*What the exercise asks*. Can you give the material below again with every "Detect" replaced by "Locate", leaving everything else unchanged and the pictures out?

>>>

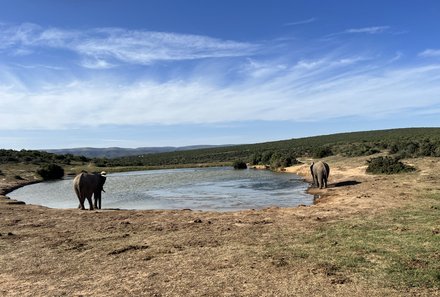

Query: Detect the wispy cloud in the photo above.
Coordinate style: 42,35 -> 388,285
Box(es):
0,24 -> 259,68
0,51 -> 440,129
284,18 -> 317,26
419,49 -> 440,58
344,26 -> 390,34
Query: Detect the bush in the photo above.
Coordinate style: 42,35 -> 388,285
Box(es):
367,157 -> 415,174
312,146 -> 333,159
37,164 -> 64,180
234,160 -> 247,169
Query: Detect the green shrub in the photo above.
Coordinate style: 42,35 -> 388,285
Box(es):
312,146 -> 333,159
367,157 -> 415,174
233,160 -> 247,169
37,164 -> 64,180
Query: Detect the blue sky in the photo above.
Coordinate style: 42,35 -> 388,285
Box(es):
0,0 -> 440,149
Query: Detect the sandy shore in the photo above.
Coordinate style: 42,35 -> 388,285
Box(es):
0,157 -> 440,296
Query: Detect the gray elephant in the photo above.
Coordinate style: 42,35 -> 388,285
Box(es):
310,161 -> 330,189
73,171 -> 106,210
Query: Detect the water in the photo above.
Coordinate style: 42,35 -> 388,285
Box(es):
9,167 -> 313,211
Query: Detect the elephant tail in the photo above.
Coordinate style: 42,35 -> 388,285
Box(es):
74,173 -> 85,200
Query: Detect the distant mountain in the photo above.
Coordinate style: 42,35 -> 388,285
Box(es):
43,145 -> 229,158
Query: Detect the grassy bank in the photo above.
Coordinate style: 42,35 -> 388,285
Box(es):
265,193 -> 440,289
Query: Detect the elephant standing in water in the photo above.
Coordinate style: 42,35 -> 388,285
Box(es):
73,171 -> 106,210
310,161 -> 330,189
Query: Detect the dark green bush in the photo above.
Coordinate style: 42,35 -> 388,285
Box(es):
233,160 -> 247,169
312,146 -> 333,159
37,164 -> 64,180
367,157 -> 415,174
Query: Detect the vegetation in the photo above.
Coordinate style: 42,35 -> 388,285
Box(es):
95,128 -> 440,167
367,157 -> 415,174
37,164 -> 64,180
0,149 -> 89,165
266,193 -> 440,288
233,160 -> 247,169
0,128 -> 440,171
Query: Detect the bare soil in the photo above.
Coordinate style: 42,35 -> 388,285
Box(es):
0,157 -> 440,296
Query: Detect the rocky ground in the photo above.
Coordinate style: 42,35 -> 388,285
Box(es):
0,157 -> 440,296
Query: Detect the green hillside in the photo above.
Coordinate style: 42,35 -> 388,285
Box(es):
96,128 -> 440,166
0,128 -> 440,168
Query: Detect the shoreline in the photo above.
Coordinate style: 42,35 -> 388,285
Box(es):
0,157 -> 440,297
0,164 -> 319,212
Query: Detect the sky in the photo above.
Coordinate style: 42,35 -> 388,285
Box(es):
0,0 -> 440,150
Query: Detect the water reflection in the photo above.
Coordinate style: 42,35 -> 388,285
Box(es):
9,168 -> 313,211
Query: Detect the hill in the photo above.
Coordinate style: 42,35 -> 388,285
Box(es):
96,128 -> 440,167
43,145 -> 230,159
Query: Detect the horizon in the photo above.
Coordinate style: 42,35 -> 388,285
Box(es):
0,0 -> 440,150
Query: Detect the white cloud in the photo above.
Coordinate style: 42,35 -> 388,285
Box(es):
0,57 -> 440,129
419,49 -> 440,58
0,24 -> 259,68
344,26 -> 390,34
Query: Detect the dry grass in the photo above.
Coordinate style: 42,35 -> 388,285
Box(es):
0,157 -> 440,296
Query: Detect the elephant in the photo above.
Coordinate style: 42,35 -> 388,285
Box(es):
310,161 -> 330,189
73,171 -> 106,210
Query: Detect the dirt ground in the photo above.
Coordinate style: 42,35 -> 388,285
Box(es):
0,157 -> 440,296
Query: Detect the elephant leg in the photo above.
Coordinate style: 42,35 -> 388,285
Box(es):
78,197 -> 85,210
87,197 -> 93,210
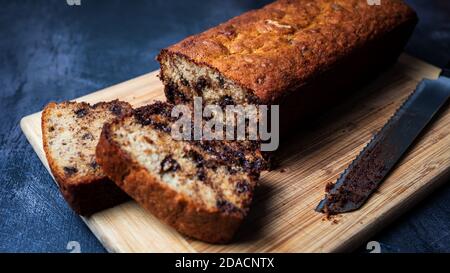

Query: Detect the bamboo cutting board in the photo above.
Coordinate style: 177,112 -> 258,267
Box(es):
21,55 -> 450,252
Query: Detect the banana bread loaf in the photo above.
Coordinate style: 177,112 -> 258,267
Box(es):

<<<

*Solution to the problem*.
Query: Locate the wispy cloud in the photo above.
Coordinate style: 42,35 -> 388,285
Box(es):
0,24 -> 259,68
0,51 -> 440,129
284,18 -> 317,26
419,49 -> 440,58
344,26 -> 390,34
Query: Locate the bush in the photo above.
Coordinate style: 42,35 -> 388,285
Box(es):
367,157 -> 415,174
312,146 -> 333,159
37,164 -> 64,180
234,160 -> 247,169
Query: Locate the green shrub in the photo above.
Coordinate style: 42,35 -> 388,285
Box(es):
312,146 -> 333,159
367,157 -> 415,174
233,160 -> 247,169
37,164 -> 64,180
Query: Locate the blue sky in the photo above.
Coordinate style: 42,35 -> 388,285
Box(es):
0,0 -> 440,149
Query: Locate the sandy shore in the photo above.
Coordinate style: 42,35 -> 388,285
Box(es):
0,157 -> 440,296
Query: Locate the gray elephant in the photo above.
Coordinate style: 42,35 -> 388,285
Box(es):
310,161 -> 330,189
73,171 -> 106,210
Query: Locate the water in the photo above.
Coordinate style: 42,35 -> 388,285
Box(es):
9,167 -> 313,211
Query: Locate the elephant tail in the photo above.
Coordinate style: 42,35 -> 388,285
Box(es):
74,173 -> 85,200
Query: Locate the distant mountain in the photo above.
Coordinate style: 42,35 -> 388,285
Box(es):
43,145 -> 229,158
Query: Locate the grassy bank in the photo above.
Coordinate style: 42,35 -> 388,285
Box(es):
265,193 -> 440,289
Query: Locate the elephant standing in water in the photo above.
Coordinate style: 42,35 -> 388,285
Box(es):
73,171 -> 106,210
310,161 -> 330,189
Query: Locate the dark green bush in the photo above.
Coordinate style: 42,35 -> 388,285
Box(es):
233,160 -> 247,169
312,146 -> 333,159
37,164 -> 64,180
367,157 -> 415,174
Query: Locate the vegetation in the photo above.
Coordinate style: 42,35 -> 388,285
Box(es):
95,128 -> 440,167
367,157 -> 415,174
37,164 -> 64,180
0,149 -> 89,165
266,193 -> 440,288
233,160 -> 247,169
0,128 -> 440,171
Query: Locate the bare soil in the photo above.
Coordinate style: 42,35 -> 388,285
Box(es):
0,157 -> 440,296
Query: Locate the rocky ground in the photo above.
Coordinate style: 42,35 -> 388,285
Box(es):
0,157 -> 440,296
Query: Locate the green hillside in the photo above.
Coordinate style: 42,35 -> 388,285
Box(es):
96,128 -> 440,166
0,128 -> 440,168
Query: Locate the shoreline in the photo above.
Coordinate style: 42,35 -> 388,285
Box(es):
0,157 -> 440,297
0,164 -> 319,212
Query: Locate the sky in the photo above.
Coordinate style: 42,35 -> 388,285
Box(es):
0,0 -> 440,150
Query: Locate the water reflection in the photo above.
Coordinate style: 42,35 -> 388,285
Box(es):
9,168 -> 313,211
Query: Locate the hill in the photo above.
Coordinate style: 42,35 -> 388,285
Box(es):
96,128 -> 440,167
43,145 -> 230,159
Query: Locate the horizon in the photo above.
Coordinate style: 42,35 -> 388,285
Box(es):
0,0 -> 440,150
Query: Locate the white cloud in the photo above.
Coordinate style: 42,35 -> 388,285
Box(es):
0,57 -> 440,129
419,49 -> 440,58
0,24 -> 259,68
344,26 -> 390,34
Query: Locate the dry grass in the photo above.
Coordinate style: 42,35 -> 388,285
Box(es):
0,157 -> 440,296
Query: Locate the elephant in the photo above.
Coordinate style: 42,35 -> 388,285
Box(es):
310,161 -> 330,189
73,171 -> 106,210
Query: Locate the dirt ground in the photo above.
Coordinate style: 42,35 -> 388,285
Box(es):
0,157 -> 440,296
Query: Locate the elephant leg in the photo above.
Coordinate style: 42,35 -> 388,285
Box(es):
78,197 -> 85,210
87,197 -> 93,210

Query: Locate the bamboo cutting board in the photo above.
Coordinate style: 177,112 -> 258,267
Box(es):
21,55 -> 450,252
Query: Locate the banana bread loaf in the photo above.
Coordinate style: 177,112 -> 258,267
Box(es):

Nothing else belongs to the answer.